The present disclosure includes a downhole submersible pumping system for use in a wellbore comprising a housing, a pump disposed in the housing, a gas separator disposed in the housing upstream of the pump, a fluid inlet formed through the housing and in fluid communication with the gas separator and pump, the fluid inlet configured to receive subterranean connate fluid, a motor mechanically coupled with the pump and gas separator, and a foaming agent injection system in communication with the housing through an injection port. In one embodiment, the foaming agent injection system comprises an injection line having an inlet and an exit terminating at the injection port and an injection pump configured to discharge a foaming agent into the injection line inlet wherein the foaming agent is injected into the connate fluid. Foaming agent injection may occur upstream of the pump or through an injection port formed on the gas separator. The gas separator may include an inducer stage, such as a turbine. The wellbore may be a producing wellbore, or a non-producing wellbore, such as a sub-sea caisson. The pumping system may be disposed in a sub-sea jumper flow line. The foaming agent may comprise a surfactant.

Also disclosed is a method of pumping a fluid with a submersible pump system, the pump system comprising a housing, a pump, a gas separator, and motor disposed in the housing, a fluid inlet, and a foaming agent injection system, wherein the pump and separator are driven by a motor and wherein the fluid is produced from a subterranean wellbore. The method comprising inducing the fluid into the fluid inlet by operating the pump, wherein the fluid comprises liquid and vapor, mixing a foaming agent with the fluid in the housing thereby coalescing the vapor and liquid components of the fluid, and pressurizing the coalesced fluid with the pump.

The method of pumping may involve placing the submersible pump system in a hydrocarbon producing wellbore, in a subsea hydrocarbon producing wellbore, as well as a non-producing wellbore. Optionally, the submersible pump system is disposed in a subsea jumper line.

BRIEF DESCRIPTION OF DRAWINGS

Some of the features and benefits of the present invention having been stated, others will become apparent as the description proceeds when taken in conjunction with the accompanying drawings, in which:

FIG. 1 illustrates an embodiment of an electrical submersible pump disposed in a wellbore.

FIG. 2 portrays in cross sectional view an embodiment of a separator portion of an electrical submersible pump.

FIG. 3 depicts an embodiment of an electrical submersible pump in a sub sea wellbore.

FIG. 4 illustrates a subsea jumper having an embodiment of an electrical submersible pump.

While the invention will be described in connection with the preferred embodiments, it will be understood that it is not intended to limit the invention to that embodiment. On the contrary, it is intended to cover all alternatives, modifications, and equivalents, as may be included within the spirit and scope of the invention as defined by the appended claims.

DETAILED DESCRIPTION OF INVENTION

The present invention will now be described more fully hereinafter with reference to the accompanying drawings in which embodiments of the invention are shown. This invention may, however, be embodied in many different forms and should not be construed as limited to the illustrated embodiments set forth herein; rather, these embodiments are provided so that this disclosure will be thorough and complete, and will fully convey the scope of the invention to those skilled in the art. Like numbers refer to like elements throughout.

Data excerpts

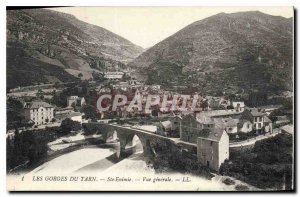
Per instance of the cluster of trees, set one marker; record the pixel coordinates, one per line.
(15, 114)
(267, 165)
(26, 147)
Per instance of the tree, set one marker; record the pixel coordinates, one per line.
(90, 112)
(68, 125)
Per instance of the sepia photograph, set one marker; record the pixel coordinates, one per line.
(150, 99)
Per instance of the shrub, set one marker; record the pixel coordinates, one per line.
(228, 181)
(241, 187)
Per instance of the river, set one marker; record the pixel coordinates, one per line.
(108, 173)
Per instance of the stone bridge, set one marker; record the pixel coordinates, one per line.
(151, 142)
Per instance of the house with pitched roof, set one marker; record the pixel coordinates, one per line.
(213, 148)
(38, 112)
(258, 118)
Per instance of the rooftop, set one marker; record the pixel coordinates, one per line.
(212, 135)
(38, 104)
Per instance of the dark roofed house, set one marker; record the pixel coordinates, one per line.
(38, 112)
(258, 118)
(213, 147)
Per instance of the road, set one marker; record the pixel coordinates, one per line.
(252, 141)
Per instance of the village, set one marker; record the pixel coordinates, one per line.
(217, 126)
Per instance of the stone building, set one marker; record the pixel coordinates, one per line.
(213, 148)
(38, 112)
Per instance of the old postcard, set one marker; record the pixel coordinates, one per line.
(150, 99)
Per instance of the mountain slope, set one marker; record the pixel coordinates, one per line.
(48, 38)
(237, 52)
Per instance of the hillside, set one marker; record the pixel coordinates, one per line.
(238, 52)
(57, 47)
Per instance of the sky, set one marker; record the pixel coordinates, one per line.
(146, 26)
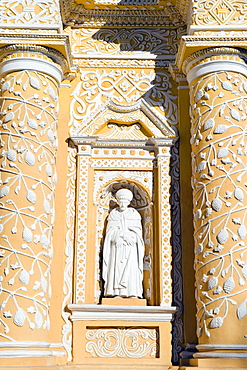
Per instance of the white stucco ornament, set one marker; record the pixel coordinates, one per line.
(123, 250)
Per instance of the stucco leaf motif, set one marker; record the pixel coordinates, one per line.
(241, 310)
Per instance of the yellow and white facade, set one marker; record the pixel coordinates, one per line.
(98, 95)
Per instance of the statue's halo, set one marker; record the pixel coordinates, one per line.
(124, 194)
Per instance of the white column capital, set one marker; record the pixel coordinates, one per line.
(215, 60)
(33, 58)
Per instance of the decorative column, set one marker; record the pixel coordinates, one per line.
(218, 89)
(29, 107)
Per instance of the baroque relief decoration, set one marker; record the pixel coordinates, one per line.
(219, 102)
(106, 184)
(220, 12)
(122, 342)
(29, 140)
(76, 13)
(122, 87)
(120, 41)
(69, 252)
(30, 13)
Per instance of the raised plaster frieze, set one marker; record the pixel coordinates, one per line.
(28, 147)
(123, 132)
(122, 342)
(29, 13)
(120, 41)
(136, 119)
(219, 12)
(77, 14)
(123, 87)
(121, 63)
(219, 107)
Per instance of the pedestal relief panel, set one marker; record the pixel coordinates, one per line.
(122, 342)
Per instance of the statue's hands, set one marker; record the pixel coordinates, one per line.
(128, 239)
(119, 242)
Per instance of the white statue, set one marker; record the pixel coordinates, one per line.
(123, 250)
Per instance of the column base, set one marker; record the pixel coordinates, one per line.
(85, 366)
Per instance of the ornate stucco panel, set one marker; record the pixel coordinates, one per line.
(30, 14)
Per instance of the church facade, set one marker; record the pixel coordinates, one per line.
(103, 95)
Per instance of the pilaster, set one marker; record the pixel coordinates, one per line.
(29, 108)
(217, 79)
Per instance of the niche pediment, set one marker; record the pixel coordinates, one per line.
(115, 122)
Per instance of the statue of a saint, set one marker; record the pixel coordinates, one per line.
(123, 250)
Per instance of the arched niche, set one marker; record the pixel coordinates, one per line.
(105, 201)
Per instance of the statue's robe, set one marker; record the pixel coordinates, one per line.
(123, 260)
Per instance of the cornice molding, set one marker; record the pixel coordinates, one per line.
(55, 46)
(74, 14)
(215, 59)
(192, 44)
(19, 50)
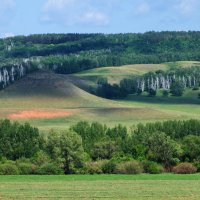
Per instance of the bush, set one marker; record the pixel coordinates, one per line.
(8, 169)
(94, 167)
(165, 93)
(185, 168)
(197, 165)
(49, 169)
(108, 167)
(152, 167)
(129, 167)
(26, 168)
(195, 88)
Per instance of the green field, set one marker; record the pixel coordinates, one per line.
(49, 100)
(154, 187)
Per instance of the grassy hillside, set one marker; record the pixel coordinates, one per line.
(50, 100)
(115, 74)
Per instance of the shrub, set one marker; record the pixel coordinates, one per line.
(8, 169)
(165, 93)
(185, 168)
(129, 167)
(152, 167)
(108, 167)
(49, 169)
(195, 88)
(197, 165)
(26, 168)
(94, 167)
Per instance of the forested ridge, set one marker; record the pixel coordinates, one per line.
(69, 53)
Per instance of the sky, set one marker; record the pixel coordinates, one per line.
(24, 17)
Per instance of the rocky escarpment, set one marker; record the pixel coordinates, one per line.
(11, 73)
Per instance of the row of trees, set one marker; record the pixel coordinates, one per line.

...

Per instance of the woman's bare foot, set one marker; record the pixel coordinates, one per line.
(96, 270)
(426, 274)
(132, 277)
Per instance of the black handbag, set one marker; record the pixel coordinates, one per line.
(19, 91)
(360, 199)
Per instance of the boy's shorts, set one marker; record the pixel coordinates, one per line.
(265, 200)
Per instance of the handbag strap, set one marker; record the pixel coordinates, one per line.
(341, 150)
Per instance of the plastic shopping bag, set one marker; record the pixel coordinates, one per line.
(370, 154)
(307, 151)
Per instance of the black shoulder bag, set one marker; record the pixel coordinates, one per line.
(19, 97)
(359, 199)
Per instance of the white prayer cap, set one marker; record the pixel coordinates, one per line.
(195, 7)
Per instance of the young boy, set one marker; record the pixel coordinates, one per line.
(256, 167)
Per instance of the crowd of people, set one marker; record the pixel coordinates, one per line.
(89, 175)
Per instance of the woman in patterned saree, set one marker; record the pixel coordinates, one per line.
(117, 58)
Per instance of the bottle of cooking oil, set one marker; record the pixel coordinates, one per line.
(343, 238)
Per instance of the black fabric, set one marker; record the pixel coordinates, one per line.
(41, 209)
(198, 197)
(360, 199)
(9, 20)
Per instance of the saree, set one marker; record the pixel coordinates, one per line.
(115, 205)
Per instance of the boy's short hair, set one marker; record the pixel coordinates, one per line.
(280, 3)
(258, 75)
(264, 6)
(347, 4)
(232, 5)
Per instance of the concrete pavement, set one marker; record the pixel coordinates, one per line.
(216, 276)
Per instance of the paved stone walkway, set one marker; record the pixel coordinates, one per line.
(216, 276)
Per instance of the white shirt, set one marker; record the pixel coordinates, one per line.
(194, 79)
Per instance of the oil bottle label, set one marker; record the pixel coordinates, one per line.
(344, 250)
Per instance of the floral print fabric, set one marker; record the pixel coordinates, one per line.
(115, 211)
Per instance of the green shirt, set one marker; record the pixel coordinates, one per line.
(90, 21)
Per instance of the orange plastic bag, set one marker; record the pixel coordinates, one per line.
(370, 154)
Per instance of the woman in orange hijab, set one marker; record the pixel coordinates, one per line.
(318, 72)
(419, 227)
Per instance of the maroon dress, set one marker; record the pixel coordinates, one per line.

To-do list
1. Please print the section of the pumping system text starting at "FIG. 2 portrays" and ending at "sub sea wellbore.".
2. In the pumping system text, what may the foaming agent comprise?
The entries are separate material, apart from the pumping system text.

Exercise responses
1.
FIG. 2 portrays in cross sectional view an embodiment of a separator portion of an electrical submersible pump.

FIG. 3 depicts an embodiment of an electrical submersible pump in a sub sea wellbore.

2. A surfactant.